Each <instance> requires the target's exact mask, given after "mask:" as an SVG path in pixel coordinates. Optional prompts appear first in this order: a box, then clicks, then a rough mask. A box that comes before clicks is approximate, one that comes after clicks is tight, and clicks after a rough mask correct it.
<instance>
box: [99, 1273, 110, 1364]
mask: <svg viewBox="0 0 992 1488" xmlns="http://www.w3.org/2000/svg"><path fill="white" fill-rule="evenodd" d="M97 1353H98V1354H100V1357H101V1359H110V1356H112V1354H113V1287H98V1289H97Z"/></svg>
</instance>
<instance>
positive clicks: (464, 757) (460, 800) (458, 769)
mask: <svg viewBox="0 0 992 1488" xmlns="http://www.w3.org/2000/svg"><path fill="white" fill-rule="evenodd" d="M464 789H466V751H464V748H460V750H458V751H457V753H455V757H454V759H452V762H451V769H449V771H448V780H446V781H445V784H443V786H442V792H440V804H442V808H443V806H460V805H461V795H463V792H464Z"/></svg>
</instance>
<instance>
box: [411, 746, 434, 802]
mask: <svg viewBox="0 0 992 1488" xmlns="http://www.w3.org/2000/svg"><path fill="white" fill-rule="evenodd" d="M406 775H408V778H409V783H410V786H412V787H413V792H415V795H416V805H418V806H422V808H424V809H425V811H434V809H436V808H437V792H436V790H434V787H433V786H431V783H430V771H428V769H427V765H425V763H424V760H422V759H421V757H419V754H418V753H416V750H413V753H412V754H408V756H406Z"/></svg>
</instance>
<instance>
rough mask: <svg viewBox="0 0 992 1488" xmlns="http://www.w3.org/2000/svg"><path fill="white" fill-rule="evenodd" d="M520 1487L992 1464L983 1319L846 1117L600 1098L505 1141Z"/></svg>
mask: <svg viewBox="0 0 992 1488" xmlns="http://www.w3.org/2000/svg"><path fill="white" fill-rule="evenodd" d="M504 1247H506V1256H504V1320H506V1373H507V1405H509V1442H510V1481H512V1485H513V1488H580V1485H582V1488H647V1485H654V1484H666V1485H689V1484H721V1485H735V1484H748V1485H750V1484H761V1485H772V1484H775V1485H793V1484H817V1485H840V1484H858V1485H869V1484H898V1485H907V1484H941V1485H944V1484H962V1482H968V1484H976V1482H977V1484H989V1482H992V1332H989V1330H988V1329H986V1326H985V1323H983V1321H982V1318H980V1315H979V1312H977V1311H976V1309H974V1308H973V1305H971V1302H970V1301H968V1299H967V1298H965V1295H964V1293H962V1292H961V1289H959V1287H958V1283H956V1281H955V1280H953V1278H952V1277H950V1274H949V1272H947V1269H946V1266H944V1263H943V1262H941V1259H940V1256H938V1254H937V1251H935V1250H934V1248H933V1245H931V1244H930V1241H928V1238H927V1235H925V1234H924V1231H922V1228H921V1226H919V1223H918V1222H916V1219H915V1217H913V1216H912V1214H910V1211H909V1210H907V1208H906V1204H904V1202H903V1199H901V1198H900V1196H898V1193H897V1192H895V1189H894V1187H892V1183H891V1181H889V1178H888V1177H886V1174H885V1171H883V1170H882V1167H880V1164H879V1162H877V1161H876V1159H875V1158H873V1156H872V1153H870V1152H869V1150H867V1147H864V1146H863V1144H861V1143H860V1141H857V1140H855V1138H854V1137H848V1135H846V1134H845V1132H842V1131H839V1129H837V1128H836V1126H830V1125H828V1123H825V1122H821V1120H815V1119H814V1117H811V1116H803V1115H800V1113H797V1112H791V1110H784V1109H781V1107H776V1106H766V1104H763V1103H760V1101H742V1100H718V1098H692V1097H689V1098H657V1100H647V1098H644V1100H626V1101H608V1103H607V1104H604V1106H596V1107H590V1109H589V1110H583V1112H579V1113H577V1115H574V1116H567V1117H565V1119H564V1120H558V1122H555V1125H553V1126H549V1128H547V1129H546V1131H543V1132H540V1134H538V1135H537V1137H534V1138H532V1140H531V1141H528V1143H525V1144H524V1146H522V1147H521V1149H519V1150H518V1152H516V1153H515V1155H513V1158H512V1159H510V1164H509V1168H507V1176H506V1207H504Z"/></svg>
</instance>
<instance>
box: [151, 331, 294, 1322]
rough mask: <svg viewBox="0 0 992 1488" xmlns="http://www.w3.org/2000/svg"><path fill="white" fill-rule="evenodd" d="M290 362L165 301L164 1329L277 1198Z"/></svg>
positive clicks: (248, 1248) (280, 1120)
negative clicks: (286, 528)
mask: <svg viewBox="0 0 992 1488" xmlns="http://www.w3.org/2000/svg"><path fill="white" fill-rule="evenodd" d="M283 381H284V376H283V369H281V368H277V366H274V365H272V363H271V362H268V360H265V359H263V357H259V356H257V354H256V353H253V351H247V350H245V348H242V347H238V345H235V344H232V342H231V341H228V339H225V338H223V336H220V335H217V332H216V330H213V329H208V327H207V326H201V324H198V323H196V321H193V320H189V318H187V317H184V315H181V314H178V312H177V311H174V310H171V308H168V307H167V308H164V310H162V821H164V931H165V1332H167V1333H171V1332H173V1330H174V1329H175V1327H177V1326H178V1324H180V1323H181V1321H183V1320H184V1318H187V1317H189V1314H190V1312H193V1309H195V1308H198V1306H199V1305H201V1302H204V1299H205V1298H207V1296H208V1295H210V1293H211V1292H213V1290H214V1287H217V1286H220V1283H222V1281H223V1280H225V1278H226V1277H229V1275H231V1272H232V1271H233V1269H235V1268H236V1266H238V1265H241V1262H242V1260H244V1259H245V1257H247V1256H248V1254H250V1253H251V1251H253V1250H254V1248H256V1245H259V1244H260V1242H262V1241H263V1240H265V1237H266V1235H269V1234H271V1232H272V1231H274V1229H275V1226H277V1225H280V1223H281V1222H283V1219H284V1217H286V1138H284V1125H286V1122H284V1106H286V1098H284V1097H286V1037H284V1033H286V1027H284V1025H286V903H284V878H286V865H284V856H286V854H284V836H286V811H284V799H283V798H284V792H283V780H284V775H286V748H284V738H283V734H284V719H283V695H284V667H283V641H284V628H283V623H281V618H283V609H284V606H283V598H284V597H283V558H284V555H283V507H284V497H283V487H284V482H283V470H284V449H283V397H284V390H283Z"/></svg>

•••••

PROBLEM TO SOLVE:
Please copy the material exactly, line for line.

SOLUTION TO THE EXERCISE:
Each <instance> requires the target's exact mask, given after "mask:" as an SVG path in pixel coordinates. Optional prompts appear first in this order: a box, then clicks, then a rough mask. A box that comes before clicks is approximate, one that comes after clicks is tight, and clicks after a rough mask correct it.
<instance>
box: [99, 1273, 110, 1364]
mask: <svg viewBox="0 0 992 1488" xmlns="http://www.w3.org/2000/svg"><path fill="white" fill-rule="evenodd" d="M97 1353H98V1354H100V1357H101V1359H110V1356H112V1354H113V1287H98V1289H97Z"/></svg>
</instance>
<instance>
positive clicks: (464, 757) (460, 800) (458, 769)
mask: <svg viewBox="0 0 992 1488" xmlns="http://www.w3.org/2000/svg"><path fill="white" fill-rule="evenodd" d="M464 789H466V751H464V748H460V750H458V751H457V753H455V757H454V759H452V762H451V769H449V771H448V780H446V781H445V784H443V786H442V792H440V804H442V808H443V806H460V805H461V795H463V792H464Z"/></svg>
</instance>
<instance>
box: [411, 746, 434, 802]
mask: <svg viewBox="0 0 992 1488" xmlns="http://www.w3.org/2000/svg"><path fill="white" fill-rule="evenodd" d="M406 775H408V778H409V783H410V786H412V787H413V792H415V795H416V805H418V806H422V808H424V809H425V811H434V809H436V808H437V792H436V790H434V787H433V786H431V783H430V771H428V769H427V765H425V763H424V760H422V759H421V757H419V754H418V753H416V750H413V753H412V754H408V756H406Z"/></svg>
</instance>
<instance>
rough mask: <svg viewBox="0 0 992 1488" xmlns="http://www.w3.org/2000/svg"><path fill="white" fill-rule="evenodd" d="M520 1487L992 1464L983 1319L846 1117L600 1098L505 1141Z"/></svg>
mask: <svg viewBox="0 0 992 1488" xmlns="http://www.w3.org/2000/svg"><path fill="white" fill-rule="evenodd" d="M504 1247H506V1256H504V1320H506V1373H507V1405H509V1442H510V1481H512V1485H513V1488H580V1485H582V1488H647V1485H654V1484H666V1485H689V1484H721V1485H735V1484H748V1485H750V1484H761V1485H772V1484H775V1485H793V1484H817V1485H840V1484H858V1485H869V1484H898V1485H907V1484H941V1485H944V1484H962V1482H968V1484H976V1482H977V1484H989V1482H992V1332H989V1330H988V1329H986V1326H985V1323H983V1321H982V1318H980V1315H979V1312H977V1311H976V1309H974V1308H973V1305H971V1302H970V1301H968V1299H967V1298H965V1295H964V1293H962V1292H961V1289H959V1287H958V1283H956V1281H955V1280H953V1278H952V1277H950V1274H949V1272H947V1269H946V1266H944V1263H943V1262H941V1259H940V1256H938V1254H937V1251H935V1250H934V1248H933V1245H931V1244H930V1241H928V1238H927V1235H925V1234H924V1231H922V1228H921V1226H919V1223H918V1222H916V1219H915V1217H913V1216H912V1214H910V1211H909V1210H907V1208H906V1204H904V1202H903V1199H901V1198H900V1196H898V1193H897V1192H895V1189H894V1187H892V1183H891V1181H889V1178H888V1177H886V1174H885V1171H883V1170H882V1167H880V1164H879V1162H877V1161H876V1159H875V1158H873V1156H872V1153H870V1152H869V1150H867V1147H864V1146H863V1144H861V1143H860V1141H857V1140H855V1138H854V1137H848V1135H846V1134H845V1132H842V1131H839V1129H837V1128H836V1126H830V1125H828V1123H825V1122H821V1120H815V1119H814V1117H811V1116H803V1115H800V1113H797V1112H791V1110H784V1109H781V1107H776V1106H766V1104H763V1103H760V1101H742V1100H718V1098H692V1097H689V1098H657V1100H647V1098H644V1100H626V1101H608V1103H607V1104H604V1106H596V1107H590V1109H589V1110H583V1112H579V1113H577V1115H574V1116H567V1117H565V1119H564V1120H558V1122H555V1125H553V1126H549V1128H547V1129H546V1131H543V1132H540V1134H538V1135H537V1137H534V1138H532V1140H531V1141H528V1143H525V1144H524V1146H522V1147H521V1149H519V1150H518V1152H516V1153H515V1155H513V1158H512V1159H510V1164H509V1168H507V1176H506V1207H504Z"/></svg>
</instance>
<instance>
box: [151, 331, 294, 1322]
rough mask: <svg viewBox="0 0 992 1488" xmlns="http://www.w3.org/2000/svg"><path fill="white" fill-rule="evenodd" d="M290 362L165 301L164 1329L277 1198Z"/></svg>
positive clicks: (248, 1248) (280, 1120)
negative clicks: (286, 528)
mask: <svg viewBox="0 0 992 1488" xmlns="http://www.w3.org/2000/svg"><path fill="white" fill-rule="evenodd" d="M283 381H284V376H283V369H281V368H277V366H274V365H272V363H271V362H268V360H265V359H263V357H259V356H257V354H256V353H253V351H247V350H245V348H242V347H238V345H235V344H232V342H231V341H228V339H225V338H223V336H220V335H217V332H216V330H213V329H208V327H207V326H201V324H198V323H196V321H193V320H189V318H187V317H184V315H181V314H178V312H177V311H174V310H171V308H168V307H167V308H164V310H162V821H164V931H165V1332H167V1333H171V1332H173V1330H174V1329H175V1327H177V1326H178V1324H180V1323H181V1321H183V1320H184V1318H187V1317H189V1314H190V1312H193V1309H195V1308H198V1306H199V1305H201V1302H204V1299H205V1298H207V1296H208V1295H210V1293H211V1292H213V1290H214V1287H217V1286H220V1283H222V1281H223V1280H225V1278H226V1277H229V1275H231V1272H232V1271H233V1269H235V1268H236V1266H238V1265H241V1262H242V1260H244V1259H245V1257H247V1256H248V1254H250V1253H251V1251H253V1250H254V1248H256V1245H259V1244H260V1242H262V1241H263V1240H265V1237H266V1235H269V1234H271V1232H272V1231H274V1229H275V1226H277V1225H280V1223H281V1222H283V1219H284V1217H286V1138H284V1125H286V1122H284V1106H286V1098H284V1097H286V1037H284V1033H286V1027H284V1025H286V903H284V878H286V865H284V856H286V854H284V836H286V811H284V799H283V798H284V792H283V780H284V775H286V748H284V738H283V734H284V719H283V695H284V667H283V641H284V628H283V623H281V618H283V609H284V606H283V598H284V597H283V558H284V555H283V507H284V497H283V487H284V482H283V470H284V449H283V397H284V390H283Z"/></svg>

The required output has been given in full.